== DATA

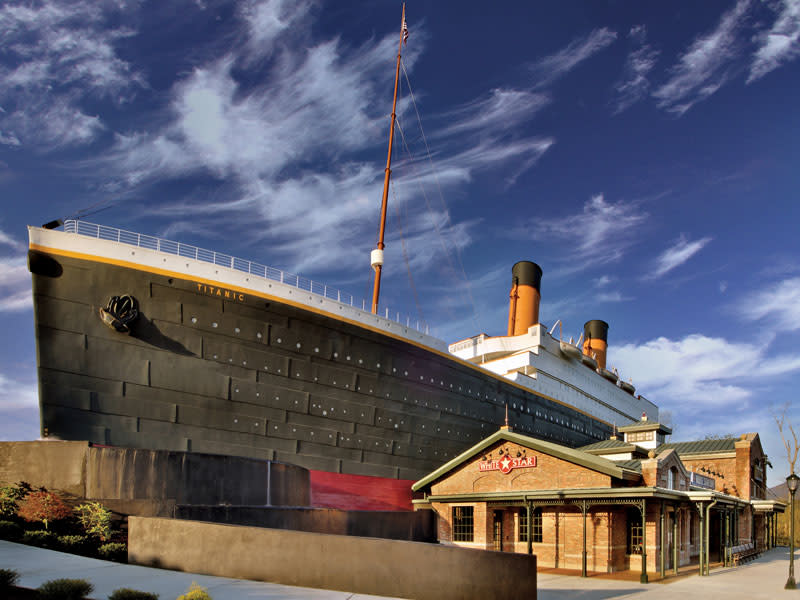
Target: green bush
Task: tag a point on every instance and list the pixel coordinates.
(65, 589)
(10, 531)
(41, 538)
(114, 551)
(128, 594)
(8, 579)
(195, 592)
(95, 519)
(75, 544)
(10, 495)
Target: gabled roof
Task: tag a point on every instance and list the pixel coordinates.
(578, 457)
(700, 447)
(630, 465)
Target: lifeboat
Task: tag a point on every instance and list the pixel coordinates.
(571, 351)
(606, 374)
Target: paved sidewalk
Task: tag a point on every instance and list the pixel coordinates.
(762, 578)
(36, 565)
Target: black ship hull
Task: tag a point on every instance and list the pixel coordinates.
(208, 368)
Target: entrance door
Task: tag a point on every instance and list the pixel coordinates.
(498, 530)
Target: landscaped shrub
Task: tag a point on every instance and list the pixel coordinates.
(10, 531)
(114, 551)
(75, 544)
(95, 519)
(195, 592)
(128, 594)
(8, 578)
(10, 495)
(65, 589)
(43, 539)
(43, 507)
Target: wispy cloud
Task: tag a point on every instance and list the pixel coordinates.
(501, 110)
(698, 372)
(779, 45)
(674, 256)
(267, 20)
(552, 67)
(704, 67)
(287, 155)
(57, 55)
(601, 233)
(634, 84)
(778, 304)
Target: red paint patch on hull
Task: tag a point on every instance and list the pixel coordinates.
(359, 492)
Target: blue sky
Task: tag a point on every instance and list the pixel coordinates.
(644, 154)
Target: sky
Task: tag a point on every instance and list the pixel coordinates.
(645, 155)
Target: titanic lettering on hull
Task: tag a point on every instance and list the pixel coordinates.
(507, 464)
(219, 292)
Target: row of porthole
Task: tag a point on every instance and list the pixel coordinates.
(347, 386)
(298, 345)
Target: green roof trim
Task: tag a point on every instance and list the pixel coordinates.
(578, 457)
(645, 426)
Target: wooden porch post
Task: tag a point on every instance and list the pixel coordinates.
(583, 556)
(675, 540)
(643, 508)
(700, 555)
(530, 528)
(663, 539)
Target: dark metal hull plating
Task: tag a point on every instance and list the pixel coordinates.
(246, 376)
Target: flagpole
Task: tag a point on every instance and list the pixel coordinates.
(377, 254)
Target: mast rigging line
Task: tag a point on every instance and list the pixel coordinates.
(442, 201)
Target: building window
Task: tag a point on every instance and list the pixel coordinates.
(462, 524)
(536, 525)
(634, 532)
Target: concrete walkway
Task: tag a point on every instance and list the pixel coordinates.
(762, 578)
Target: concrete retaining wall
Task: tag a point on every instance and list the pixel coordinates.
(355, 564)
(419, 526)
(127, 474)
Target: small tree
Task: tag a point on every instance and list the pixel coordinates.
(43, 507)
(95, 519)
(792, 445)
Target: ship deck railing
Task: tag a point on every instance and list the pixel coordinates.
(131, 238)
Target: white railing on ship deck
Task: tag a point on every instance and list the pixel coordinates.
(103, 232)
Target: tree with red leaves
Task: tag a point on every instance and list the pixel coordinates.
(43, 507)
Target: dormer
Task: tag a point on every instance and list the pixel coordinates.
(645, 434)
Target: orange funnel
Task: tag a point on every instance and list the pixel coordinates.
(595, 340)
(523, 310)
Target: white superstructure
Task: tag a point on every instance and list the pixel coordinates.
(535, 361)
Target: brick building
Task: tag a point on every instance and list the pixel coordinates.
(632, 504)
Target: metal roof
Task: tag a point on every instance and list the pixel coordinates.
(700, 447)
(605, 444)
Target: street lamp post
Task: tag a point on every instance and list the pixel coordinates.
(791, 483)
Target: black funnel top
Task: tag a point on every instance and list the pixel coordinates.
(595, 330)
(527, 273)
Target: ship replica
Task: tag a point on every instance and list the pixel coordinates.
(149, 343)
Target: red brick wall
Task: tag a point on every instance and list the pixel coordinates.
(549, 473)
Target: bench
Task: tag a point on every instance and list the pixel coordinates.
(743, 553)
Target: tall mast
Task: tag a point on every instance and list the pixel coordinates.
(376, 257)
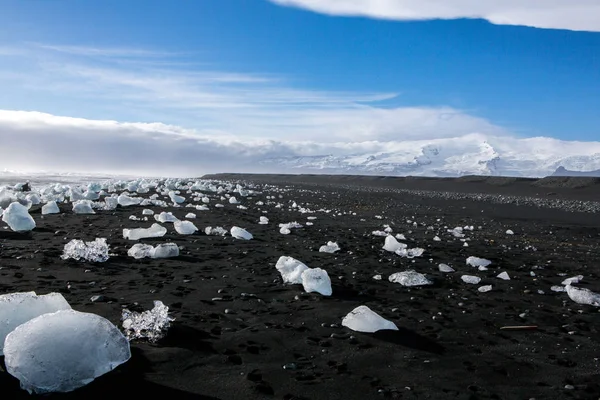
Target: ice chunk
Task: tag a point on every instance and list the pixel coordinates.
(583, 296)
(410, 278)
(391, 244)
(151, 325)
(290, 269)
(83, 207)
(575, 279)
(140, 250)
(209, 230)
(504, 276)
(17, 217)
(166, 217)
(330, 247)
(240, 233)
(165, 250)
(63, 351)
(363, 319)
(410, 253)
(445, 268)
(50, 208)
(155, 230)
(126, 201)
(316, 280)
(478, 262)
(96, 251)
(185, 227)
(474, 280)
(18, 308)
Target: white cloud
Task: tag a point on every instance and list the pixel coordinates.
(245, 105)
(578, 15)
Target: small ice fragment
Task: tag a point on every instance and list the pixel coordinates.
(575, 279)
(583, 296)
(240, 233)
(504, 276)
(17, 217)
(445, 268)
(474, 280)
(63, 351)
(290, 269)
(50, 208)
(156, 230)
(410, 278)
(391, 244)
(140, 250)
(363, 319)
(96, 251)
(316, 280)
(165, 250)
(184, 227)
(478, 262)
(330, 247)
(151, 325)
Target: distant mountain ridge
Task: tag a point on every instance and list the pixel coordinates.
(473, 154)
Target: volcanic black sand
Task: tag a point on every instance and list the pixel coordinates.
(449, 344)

====

▶ ACTIVITY:
Whenever a line above has the word "hull" in it, copy that line.

▶ ANSWER TO THIS TASK:
Target: black ship hull
Target: red paint patch on hull
Target: titanic lettering on hull
Target: dark metal hull plating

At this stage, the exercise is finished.